TRY IT: Draw out every line with the word "facade" from the listing below.

[Start of section]

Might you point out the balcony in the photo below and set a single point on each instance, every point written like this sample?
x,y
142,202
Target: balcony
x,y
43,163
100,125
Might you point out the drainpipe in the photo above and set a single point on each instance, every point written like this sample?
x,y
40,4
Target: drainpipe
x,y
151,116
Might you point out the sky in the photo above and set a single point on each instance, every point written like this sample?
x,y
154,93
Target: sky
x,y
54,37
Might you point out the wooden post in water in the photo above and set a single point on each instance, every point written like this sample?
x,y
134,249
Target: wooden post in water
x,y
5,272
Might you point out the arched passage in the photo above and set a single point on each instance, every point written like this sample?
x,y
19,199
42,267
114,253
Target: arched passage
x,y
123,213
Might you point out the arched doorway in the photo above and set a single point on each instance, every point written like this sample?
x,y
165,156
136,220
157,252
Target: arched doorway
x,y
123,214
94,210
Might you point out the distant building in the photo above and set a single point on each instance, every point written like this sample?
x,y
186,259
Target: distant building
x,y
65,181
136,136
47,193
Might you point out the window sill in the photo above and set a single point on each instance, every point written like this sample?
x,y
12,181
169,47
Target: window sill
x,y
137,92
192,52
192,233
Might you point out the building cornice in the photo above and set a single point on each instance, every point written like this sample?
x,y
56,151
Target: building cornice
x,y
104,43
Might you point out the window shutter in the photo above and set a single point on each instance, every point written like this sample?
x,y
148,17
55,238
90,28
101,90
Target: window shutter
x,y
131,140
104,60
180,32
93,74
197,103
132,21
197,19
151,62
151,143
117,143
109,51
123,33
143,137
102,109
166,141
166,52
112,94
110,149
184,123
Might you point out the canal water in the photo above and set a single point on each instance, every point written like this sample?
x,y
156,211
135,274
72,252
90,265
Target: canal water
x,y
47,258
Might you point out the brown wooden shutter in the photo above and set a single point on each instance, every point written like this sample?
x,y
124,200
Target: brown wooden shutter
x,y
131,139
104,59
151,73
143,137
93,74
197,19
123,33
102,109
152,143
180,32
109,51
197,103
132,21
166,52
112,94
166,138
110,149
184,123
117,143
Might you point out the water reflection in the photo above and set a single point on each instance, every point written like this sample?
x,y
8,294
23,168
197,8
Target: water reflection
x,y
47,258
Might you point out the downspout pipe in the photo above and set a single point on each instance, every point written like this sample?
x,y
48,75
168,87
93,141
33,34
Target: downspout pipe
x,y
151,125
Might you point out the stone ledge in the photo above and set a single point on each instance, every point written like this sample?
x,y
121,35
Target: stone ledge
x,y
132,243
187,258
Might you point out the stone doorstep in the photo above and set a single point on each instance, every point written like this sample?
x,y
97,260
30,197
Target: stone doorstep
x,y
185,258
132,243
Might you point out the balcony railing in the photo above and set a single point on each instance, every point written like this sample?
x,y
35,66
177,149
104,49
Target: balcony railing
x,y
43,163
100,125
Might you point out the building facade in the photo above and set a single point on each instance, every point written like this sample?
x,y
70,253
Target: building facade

[End of section]

ANSWER SECTION:
Might you point out the building facade in the photo above and set a single point on each instance, every point written like this sample?
Target: building facade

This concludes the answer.